- _Exercise prompt_: Could you pick up the forum thread on filtering Alfresco content nodes with SQL and continue it from its last post?

- _Text extract_:
I've searched several threads regarding SQL statements to gather information on files, folders, etc. I'm well aware that the proper way would be to use the API or CMIS.
But for my case I have to rely on SQL.
When selecting the nodes (from the alf_node table) I filter on alf_qname.local_name = 'content'.
These content nodes, however, contain (uploaded) files, wiki-pages, blog-posts, discussion-topics and other nodes.
How can I properly distinguish these different content nodes? I.e. how to only select (uploaded) files? How to only select blog-posts? etc.
Solved! Go to Solution.
Well, I finally figured "something" out.
I can retrieve most of the nodes that refer to "files". It's neither well optimized nor can I guarantee it will work.
But for my needs it is currently sufficient.
SELECT n.id AS nodeId, n.uuid AS fileId, n.audit_created AS created, n.audit_modified AS last_updated, anp.string_value AS name, n.audit_creator AS creator, CONCAT('http://alfresco.bas.uni-koblenz.de/share/page/document-details?nodeRef=',store.protocol,'://',store.identifier,'/',n.uuid) AS content FROM alf_node AS n JOIN alf_qname AS q on (n.type_qname_id = q.id AND q.local_name='content') JOIN alf_store AS store ON (store.id = n.store_id) JOIN alf_node_properties AS anp on (n.id = anp.node_id) LEFT JOIN alf_content_data AS acd ON (anp.long_value = acd.id) JOIN alf_child_assoc AS aca ON (aca.child_node_id = n.id) JOIN alf_node AS nP ON (aca.parent_node_id = nP.id) JOIN alf_qname AS aqn ON (np.type_qname_id = aqn.id) WHERE anp.qname_id IN (SELECT id FROM alf_qname WHERE local_name='name' AND ns_id IN (SELECT ns2.id FROM alf_namespace AS ns2 WHERE uri LIKE '%content%')) AND n.audit_creator NOT LIKE 'System' AND aqn.local_name not like 'archiveUser' AND aqn.local_name not like 'person' AND anp.string_value like '%.%' AND anp.string_value NOT LIKE '%~%~%' AND anp.string_value NOT LIKE 'dashboard.xml'
You'll need to retrieve by content type, e.g.:
SELECT string_value AS document_name FROM alf_node node INNER JOIN alf_node_properties ON (id=node_id) INNER JOIN alf_qname ON (qname_id=alf_qname.id) WHERE ns_id IN (SELECT ns.id FROM alf_namespace AS ns WHERE ns.uri='http://www.alfresco.org/model/content/1.0') AND local_name='name';
thanks for your answer, but this is exactly what I did (including the namespace).

- _Data section_:
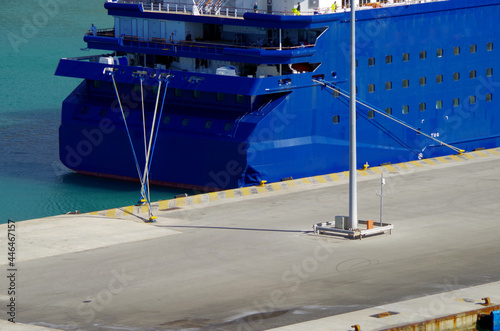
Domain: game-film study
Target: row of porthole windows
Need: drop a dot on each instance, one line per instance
(423, 54)
(405, 109)
(423, 80)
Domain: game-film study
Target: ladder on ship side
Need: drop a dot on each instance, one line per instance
(337, 92)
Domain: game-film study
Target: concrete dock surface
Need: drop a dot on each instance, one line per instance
(253, 263)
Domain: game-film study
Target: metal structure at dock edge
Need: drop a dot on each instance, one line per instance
(349, 226)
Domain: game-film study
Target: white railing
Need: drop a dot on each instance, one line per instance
(178, 8)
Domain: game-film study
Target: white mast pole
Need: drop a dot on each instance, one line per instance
(353, 199)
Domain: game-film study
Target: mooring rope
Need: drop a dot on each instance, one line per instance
(112, 73)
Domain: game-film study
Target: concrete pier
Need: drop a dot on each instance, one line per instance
(252, 262)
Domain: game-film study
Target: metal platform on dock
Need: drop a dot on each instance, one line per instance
(247, 259)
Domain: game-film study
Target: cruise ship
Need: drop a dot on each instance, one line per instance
(218, 94)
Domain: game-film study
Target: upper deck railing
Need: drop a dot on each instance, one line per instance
(208, 10)
(192, 46)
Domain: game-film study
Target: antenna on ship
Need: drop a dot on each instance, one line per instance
(353, 196)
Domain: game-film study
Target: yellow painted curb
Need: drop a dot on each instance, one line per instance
(278, 186)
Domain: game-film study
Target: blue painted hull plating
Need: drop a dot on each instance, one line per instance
(418, 63)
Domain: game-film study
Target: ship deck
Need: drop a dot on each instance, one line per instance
(247, 258)
(238, 12)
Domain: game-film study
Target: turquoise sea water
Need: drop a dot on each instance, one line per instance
(34, 35)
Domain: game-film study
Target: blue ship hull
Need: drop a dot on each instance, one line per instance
(432, 66)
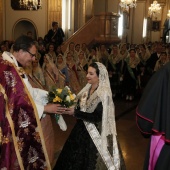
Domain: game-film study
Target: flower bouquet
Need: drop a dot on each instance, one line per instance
(63, 97)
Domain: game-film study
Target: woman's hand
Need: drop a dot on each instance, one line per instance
(54, 108)
(69, 111)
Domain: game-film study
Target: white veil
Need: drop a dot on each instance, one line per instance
(108, 117)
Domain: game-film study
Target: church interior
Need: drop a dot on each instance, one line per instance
(95, 23)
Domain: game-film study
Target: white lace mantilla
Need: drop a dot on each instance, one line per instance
(102, 94)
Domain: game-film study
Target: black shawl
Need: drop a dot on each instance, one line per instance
(153, 111)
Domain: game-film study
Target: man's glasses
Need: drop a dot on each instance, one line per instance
(32, 55)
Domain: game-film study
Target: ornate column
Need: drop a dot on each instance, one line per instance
(54, 12)
(1, 20)
(108, 28)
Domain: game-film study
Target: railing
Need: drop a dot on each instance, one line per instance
(102, 28)
(85, 34)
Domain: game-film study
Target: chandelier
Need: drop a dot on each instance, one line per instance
(126, 4)
(154, 9)
(168, 15)
(30, 4)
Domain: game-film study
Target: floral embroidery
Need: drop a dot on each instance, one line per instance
(20, 144)
(10, 79)
(11, 107)
(37, 137)
(24, 119)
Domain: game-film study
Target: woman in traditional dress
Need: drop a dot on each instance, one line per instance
(163, 59)
(152, 116)
(113, 69)
(51, 52)
(130, 77)
(51, 74)
(62, 67)
(82, 68)
(92, 144)
(37, 74)
(72, 68)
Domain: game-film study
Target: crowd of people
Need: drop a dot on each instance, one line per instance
(30, 69)
(130, 66)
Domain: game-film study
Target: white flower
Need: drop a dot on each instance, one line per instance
(68, 98)
(67, 87)
(74, 96)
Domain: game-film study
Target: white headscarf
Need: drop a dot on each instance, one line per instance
(108, 116)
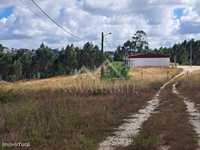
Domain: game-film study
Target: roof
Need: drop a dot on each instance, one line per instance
(148, 55)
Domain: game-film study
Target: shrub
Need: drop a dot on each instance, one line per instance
(115, 70)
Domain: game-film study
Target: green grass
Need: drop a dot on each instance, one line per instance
(115, 70)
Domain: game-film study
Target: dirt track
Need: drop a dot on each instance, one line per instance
(124, 134)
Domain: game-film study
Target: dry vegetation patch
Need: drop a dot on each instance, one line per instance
(73, 113)
(167, 128)
(189, 86)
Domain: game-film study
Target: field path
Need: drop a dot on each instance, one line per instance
(194, 113)
(124, 133)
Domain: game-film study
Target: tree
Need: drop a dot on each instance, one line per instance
(138, 43)
(119, 54)
(43, 61)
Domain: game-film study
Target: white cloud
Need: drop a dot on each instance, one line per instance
(27, 27)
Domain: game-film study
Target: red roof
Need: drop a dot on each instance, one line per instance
(148, 55)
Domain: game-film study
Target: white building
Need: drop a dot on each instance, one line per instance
(148, 60)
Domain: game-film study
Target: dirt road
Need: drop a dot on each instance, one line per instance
(132, 126)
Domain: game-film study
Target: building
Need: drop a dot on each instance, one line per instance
(147, 60)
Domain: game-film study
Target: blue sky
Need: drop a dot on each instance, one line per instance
(179, 12)
(6, 12)
(165, 22)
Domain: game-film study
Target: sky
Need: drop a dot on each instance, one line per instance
(166, 22)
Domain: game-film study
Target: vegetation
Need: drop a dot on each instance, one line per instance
(181, 51)
(163, 130)
(46, 62)
(115, 70)
(71, 112)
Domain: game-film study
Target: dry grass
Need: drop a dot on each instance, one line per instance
(73, 113)
(190, 87)
(167, 128)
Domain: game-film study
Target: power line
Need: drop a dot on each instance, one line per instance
(52, 20)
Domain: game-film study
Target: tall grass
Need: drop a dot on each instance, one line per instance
(76, 112)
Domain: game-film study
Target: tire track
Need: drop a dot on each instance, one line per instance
(194, 113)
(131, 127)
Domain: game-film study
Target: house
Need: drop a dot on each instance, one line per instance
(147, 60)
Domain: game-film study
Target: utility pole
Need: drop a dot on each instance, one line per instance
(175, 56)
(102, 42)
(191, 53)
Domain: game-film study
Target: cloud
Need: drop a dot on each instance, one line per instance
(28, 27)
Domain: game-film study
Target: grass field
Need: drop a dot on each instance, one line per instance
(74, 112)
(190, 87)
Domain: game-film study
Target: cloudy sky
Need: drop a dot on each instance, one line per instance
(164, 21)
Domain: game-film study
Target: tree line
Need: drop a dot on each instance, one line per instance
(45, 62)
(180, 53)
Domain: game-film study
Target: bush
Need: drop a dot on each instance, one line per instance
(115, 70)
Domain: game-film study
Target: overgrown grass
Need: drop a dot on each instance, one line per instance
(115, 70)
(72, 113)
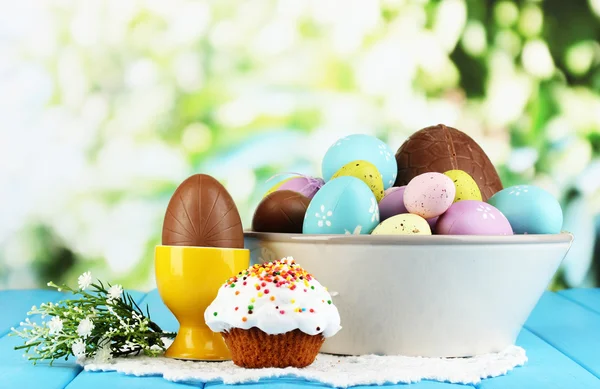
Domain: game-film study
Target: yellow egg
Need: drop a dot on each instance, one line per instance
(277, 186)
(466, 188)
(366, 172)
(403, 224)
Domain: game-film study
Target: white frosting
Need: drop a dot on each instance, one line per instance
(274, 309)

- _Response below_:
But the results contain nodes that refer to wiki-pages, discussion-posts, etc.
Do you know how to filter the results even further to only include files that have actually been uploaded by users?
Thanks for your patience!
When running exactly the query you sent me the results contain nodes with names like:
The results thus also contain a plethora of nodes referring to "files" which have not been "uploaded" by users.
Therefore my question: "How to distinguish content-nodes that refer to wiki-pages, discussion-posts, uploaded files, etc.?"
In short, in default Alfresco without any customisations in place it is impossible to differentiate between documents, wiki articles, blog posts etc. since they all are of type cm:content. In some of my past projects I had developed automation which specialises e.g. wiki articles into a custom wiki content type to be able to better differentiate them from "real" content, e.g. by excluding the custom type from super-type queries. In a default Alfresco, the only way to reliably exclude the "other" types of contents in a site from "real" content is by filtering on the parent node and making sure it is either a regular folder or a folder with site component ID set to "documentLibrary", and NOT a folder with site component ID set to anything else...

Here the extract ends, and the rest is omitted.